> 阅读材料
453. Minimum Moves to Equal Array Elements

Given a non-empty integer array of size n, find the minimum number of moves required to make all array elements equal, where a move is incrementing n - 1 elements by 1.

Example:

Input:
[1,2,3]

Output:
3

Explanation:
Only three moves are needed (remember each move increments two elements):

[1,2,3]  =>  [2,3,3]  =>  [3,4,3]  =>  [4,4,4]

方法1: brute force

官方题解： https://leetcode.com/problems/minimum-moves-to-equal-array-elements/solution/

思路：

每次为了赶上mx，我们将除了mx的所有n - 1个值+1。那么每次记录当前最大值和最小值，只要循环直到最大==最小，可以结束。

Complexity

Time complexity : O(n^2 k), where n is the length of the array and k is the difference between maximum element and minimum element.
Space complexity : O(1). No extra space required.

方法2:

discussion：https://leetcode.com/problems/minimum-moves-to-equal-array-elements/discuss/93817/It-is-a-math-question
思路：

如图。

> 练习任务
[a] 从记录中摘出所有包含字符串“below”的行，逐行照录。
[b] 接着讲解“使数组元素相等的最少移动次数”一题的文本，从它停止之处往下续写。
上述文本与其后的记录相互独立，内容上并无关联。

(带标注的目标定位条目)
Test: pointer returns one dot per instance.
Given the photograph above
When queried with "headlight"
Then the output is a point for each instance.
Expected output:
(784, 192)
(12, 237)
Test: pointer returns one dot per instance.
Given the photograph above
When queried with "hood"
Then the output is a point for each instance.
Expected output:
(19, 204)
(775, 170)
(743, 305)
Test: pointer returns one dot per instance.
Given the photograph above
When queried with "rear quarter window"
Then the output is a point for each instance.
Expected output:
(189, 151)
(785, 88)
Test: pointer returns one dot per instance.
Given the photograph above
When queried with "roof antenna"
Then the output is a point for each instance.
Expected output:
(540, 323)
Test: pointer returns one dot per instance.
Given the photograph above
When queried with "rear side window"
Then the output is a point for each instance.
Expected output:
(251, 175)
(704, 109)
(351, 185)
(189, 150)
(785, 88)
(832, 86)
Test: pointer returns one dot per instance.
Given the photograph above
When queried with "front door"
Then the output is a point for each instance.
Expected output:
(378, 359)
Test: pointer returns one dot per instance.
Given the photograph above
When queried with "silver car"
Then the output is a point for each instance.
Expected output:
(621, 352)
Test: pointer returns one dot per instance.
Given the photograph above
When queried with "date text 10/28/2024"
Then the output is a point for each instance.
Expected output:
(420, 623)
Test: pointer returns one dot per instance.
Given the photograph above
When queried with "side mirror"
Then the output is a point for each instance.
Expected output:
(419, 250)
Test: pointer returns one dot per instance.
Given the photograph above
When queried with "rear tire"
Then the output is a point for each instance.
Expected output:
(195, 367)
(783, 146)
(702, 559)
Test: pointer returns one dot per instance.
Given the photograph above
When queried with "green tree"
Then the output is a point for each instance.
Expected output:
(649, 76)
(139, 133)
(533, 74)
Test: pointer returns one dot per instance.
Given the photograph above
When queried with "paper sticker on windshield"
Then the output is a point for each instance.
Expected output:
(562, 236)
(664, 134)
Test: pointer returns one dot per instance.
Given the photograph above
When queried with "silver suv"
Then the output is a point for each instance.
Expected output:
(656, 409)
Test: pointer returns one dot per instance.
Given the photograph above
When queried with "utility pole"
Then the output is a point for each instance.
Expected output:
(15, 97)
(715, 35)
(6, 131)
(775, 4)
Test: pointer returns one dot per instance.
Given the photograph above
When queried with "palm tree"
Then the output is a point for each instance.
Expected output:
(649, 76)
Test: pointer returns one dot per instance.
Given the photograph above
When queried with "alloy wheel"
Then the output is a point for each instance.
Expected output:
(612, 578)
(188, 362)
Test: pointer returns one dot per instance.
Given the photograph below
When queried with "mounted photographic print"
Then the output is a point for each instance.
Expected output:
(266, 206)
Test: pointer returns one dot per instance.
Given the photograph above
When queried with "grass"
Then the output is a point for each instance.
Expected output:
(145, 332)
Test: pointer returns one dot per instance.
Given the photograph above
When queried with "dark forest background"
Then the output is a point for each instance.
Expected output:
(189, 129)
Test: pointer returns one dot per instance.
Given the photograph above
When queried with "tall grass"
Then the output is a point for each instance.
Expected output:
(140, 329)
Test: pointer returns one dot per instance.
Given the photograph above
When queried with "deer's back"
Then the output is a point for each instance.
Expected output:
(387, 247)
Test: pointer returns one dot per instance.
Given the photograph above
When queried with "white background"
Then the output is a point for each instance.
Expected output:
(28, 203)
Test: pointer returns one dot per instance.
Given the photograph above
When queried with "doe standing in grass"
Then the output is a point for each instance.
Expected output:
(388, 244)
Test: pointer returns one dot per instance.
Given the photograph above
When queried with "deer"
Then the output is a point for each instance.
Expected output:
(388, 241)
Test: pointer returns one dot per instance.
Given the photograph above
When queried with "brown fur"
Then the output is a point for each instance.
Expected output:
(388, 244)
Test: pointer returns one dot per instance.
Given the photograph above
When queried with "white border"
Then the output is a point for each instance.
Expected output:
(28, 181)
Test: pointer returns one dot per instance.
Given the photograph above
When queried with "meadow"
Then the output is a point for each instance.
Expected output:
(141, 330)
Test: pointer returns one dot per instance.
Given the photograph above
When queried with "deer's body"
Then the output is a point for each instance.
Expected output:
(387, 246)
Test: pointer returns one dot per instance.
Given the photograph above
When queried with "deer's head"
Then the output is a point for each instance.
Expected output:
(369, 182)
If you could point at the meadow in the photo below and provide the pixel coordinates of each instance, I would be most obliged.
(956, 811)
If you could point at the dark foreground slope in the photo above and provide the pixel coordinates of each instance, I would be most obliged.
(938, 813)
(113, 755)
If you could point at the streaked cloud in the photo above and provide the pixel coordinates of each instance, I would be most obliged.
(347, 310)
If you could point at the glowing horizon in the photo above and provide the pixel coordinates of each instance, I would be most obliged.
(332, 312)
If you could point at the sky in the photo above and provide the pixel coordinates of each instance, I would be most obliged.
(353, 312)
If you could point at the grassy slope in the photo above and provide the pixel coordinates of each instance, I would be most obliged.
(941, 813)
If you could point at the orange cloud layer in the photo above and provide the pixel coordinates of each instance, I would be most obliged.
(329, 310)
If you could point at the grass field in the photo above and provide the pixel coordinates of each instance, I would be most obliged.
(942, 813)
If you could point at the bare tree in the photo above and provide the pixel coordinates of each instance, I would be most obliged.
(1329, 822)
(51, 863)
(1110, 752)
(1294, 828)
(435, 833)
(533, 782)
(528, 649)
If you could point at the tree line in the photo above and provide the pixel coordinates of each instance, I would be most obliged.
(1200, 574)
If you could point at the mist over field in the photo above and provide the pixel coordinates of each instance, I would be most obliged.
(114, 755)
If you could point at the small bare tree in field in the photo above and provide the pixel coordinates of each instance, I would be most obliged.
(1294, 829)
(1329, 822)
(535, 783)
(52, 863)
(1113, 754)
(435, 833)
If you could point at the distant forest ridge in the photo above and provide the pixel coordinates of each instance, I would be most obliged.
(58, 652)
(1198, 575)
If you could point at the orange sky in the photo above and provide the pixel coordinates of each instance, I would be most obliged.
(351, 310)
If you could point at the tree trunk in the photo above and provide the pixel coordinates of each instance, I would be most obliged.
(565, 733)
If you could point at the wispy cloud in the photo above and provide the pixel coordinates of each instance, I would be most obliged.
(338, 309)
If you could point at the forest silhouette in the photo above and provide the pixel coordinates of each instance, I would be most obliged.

> 参考答案
[a]
Given the photograph below
If you could point at the meadow in the photo below and provide the pixel coordinates of each instance, I would be most obliged.

[b]
易错点

不用long会overflow

class Solution {
public:
    int minMoves(vector<int>& nums) {
        int mn = INT_MAX;
        long sum = 0;
        for (int num: nums){
            mn = min(mn, num);
            sum += num;
        }
        return sum - mn * nums.size();
    }
};

Complexity

Time complexity : O(n). We traverse the complete array once.
Space complexity : O(1). No extra space required.

方法3: math

grandyang: http://www.cnblogs.com/grandyang/p/6053827.html

思路：

将n - 1个++相当于将最大值–。那么每一次move都相当于从最大值-1。一共需要减多少次才能全部相等？首先全部相等的时候一定全部等于最小值，因为没有必要更小。那么只要先求出最小，然后计算每个num和最小值之间的差值，累计下来就是moves。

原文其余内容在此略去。